(Contour annotation records)
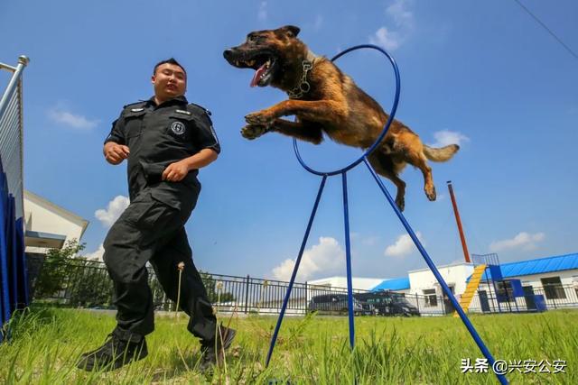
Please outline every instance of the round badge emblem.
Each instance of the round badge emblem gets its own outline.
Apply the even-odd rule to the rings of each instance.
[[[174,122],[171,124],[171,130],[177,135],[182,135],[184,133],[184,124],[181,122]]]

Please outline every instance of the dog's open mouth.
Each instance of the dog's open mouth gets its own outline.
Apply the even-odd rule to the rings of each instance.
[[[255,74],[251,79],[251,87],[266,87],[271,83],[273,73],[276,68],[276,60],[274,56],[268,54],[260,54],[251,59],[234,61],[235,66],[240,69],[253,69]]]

--

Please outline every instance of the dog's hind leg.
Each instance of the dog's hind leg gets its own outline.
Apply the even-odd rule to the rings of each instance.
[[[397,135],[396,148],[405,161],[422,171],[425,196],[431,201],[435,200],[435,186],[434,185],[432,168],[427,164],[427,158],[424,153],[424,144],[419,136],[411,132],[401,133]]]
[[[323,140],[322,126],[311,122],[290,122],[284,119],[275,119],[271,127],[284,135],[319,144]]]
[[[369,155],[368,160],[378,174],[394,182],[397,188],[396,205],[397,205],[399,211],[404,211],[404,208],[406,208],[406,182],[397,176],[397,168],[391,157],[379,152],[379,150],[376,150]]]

---

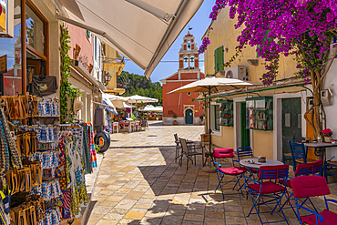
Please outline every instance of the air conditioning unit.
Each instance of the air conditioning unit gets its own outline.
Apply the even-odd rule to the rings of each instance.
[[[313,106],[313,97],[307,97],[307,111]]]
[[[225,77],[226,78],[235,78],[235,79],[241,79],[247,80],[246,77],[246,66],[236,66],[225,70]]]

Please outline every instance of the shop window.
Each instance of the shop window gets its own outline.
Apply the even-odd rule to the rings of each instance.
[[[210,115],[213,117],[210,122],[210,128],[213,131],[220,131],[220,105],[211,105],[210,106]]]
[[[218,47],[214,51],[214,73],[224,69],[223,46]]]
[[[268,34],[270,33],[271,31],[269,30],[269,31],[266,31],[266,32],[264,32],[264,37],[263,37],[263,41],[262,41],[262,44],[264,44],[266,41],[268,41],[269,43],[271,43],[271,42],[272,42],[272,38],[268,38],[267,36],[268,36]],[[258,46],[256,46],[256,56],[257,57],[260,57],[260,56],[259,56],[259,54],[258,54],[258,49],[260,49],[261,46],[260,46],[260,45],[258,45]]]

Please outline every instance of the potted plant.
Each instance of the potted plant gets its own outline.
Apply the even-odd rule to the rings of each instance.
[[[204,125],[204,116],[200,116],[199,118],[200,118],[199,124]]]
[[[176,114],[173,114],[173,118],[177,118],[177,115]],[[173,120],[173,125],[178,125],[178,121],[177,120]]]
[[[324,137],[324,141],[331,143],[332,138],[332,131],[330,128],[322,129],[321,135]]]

Instructions for the task
Quote the records above, starting at the line containing "Please outline every instance of the potted" and ending after the line containing "[[[204,125],[204,116],[200,116],[199,118],[200,118],[199,124]]]".

Answer to the problem
Please outline every instance of the potted plant.
Each instance of the potted plant gets its own outline.
Apply the even-odd rule to the rings of each instance.
[[[204,125],[204,116],[200,116],[199,118],[200,118],[199,124]]]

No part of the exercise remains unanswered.